__Written instruction__
Extract every line below that contains the string "face", matching case exactly.

__Data lines__
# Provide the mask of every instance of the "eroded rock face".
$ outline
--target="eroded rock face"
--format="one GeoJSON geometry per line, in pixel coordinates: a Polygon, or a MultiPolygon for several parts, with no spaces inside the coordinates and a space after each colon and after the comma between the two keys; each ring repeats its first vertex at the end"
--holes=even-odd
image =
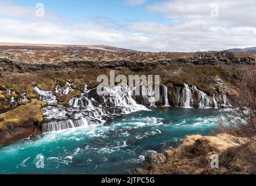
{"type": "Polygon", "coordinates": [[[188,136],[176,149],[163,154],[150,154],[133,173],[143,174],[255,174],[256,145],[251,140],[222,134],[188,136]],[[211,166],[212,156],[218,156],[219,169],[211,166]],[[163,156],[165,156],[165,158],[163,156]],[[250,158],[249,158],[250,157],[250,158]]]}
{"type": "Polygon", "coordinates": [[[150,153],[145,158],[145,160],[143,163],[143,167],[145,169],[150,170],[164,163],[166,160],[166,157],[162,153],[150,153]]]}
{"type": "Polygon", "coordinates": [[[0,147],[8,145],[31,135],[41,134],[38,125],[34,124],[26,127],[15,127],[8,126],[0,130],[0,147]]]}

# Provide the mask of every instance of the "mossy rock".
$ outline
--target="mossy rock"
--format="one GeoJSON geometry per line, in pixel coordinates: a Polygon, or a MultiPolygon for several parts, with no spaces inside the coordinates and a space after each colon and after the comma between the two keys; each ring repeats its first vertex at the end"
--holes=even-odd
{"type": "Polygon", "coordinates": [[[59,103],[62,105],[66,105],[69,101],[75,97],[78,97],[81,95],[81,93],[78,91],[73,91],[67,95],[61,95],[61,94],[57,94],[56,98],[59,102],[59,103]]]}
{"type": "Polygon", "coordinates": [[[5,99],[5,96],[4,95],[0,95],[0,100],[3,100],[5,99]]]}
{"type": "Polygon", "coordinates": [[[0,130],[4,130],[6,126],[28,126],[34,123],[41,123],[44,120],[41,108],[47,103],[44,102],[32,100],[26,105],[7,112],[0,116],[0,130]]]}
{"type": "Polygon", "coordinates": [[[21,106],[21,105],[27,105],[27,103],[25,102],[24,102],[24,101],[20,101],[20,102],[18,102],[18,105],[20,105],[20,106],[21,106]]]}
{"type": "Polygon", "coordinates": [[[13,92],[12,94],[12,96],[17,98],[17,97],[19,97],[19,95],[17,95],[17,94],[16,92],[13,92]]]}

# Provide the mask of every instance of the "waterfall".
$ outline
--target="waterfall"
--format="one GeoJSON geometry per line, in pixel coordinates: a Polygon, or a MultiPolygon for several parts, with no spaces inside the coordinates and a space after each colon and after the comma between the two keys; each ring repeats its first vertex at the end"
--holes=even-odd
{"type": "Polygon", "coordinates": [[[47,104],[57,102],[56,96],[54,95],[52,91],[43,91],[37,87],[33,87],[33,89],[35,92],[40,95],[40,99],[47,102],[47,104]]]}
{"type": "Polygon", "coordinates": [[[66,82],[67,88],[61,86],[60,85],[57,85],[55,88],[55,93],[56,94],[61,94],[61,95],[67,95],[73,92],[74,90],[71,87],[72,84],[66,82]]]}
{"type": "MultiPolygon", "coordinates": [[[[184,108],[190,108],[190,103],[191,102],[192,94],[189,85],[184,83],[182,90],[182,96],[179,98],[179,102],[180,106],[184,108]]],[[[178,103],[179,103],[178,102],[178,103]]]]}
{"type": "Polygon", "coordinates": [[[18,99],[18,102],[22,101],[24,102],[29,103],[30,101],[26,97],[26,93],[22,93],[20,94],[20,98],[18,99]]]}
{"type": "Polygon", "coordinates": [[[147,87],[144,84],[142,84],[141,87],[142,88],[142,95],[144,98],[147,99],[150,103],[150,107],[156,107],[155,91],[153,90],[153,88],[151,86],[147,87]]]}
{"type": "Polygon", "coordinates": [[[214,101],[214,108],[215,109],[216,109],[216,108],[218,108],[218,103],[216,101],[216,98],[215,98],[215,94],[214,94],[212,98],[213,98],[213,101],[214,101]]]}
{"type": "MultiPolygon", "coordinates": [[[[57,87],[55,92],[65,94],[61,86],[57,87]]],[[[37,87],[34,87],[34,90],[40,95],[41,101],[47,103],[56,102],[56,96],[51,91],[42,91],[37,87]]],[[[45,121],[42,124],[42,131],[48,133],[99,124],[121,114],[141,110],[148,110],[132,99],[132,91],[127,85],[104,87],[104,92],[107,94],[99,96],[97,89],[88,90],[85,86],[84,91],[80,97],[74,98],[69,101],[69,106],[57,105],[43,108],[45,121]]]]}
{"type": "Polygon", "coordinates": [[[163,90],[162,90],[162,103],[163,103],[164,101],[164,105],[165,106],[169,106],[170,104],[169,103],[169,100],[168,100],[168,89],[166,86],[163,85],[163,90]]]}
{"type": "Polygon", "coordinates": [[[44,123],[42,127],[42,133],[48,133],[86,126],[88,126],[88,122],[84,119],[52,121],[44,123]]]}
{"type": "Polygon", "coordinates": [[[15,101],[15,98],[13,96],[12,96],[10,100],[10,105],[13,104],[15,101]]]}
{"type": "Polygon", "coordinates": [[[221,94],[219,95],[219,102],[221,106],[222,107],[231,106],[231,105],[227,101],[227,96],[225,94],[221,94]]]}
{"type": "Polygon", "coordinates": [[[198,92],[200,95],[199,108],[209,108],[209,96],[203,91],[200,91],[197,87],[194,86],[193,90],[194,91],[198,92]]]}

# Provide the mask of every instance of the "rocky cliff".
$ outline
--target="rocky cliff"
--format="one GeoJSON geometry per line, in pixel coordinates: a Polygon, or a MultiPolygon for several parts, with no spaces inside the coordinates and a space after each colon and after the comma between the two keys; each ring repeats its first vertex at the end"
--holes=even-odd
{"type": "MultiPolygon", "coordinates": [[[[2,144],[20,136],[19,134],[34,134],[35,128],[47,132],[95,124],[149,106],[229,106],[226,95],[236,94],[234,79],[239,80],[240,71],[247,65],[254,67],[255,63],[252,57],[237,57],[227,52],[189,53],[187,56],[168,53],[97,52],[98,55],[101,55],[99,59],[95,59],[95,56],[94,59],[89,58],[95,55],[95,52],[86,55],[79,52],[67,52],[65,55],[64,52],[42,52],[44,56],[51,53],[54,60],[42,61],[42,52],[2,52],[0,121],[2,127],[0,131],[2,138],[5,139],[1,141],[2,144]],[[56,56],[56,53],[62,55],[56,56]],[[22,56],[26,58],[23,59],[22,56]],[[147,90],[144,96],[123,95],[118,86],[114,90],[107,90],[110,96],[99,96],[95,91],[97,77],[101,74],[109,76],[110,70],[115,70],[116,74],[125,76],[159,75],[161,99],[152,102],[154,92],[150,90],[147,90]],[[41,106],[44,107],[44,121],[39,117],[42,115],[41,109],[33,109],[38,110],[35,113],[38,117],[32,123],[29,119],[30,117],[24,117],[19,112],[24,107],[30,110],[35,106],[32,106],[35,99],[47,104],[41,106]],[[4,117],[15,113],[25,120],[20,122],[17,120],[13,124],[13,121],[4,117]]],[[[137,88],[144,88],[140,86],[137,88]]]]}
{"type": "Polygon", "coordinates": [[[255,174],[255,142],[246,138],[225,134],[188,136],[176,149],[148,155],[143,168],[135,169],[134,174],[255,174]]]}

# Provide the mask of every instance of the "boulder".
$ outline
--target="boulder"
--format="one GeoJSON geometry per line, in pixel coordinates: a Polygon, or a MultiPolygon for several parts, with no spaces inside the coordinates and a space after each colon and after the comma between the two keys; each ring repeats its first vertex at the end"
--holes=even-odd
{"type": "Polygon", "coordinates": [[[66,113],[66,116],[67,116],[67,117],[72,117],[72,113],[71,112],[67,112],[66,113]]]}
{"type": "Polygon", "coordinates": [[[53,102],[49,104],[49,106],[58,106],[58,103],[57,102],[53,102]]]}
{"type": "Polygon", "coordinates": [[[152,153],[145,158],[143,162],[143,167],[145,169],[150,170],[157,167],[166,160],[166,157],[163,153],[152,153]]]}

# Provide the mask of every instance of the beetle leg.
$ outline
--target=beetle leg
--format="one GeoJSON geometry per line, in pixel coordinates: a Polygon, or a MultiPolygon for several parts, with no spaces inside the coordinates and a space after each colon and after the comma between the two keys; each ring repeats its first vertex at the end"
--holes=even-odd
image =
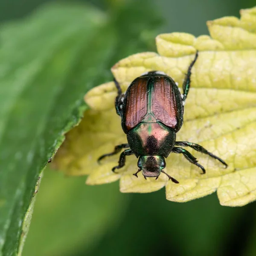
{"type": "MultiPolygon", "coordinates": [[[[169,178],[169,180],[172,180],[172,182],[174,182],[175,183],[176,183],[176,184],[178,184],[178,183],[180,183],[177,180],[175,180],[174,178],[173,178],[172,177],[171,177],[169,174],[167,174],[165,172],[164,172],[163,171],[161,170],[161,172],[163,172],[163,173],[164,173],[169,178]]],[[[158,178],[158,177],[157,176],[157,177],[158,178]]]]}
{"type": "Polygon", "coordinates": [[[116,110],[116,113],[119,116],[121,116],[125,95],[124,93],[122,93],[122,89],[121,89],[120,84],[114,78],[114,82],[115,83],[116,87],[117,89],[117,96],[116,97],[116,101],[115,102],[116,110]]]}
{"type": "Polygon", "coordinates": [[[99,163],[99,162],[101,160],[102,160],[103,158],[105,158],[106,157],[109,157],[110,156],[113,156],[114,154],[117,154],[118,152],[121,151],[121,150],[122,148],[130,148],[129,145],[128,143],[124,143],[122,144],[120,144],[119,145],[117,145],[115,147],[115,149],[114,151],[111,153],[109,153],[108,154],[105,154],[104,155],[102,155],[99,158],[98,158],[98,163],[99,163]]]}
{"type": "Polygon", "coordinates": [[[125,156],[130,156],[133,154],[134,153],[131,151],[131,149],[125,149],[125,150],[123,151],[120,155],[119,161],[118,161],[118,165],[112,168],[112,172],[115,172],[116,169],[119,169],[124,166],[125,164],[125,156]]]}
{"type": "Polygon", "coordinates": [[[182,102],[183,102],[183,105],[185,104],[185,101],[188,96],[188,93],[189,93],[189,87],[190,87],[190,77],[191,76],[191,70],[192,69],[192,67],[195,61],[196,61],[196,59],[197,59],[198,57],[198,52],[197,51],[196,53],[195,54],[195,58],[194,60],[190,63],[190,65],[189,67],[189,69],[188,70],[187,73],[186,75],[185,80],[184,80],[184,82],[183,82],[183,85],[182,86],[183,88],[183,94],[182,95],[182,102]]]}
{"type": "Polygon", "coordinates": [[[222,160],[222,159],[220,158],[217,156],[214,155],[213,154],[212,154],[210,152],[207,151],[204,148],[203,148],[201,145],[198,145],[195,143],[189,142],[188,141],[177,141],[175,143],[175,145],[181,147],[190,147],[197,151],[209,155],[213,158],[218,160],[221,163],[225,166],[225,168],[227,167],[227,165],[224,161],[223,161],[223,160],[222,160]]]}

__Answer to this task__
# Provide the mask of every instance of the "eroded rock face".
--target="eroded rock face"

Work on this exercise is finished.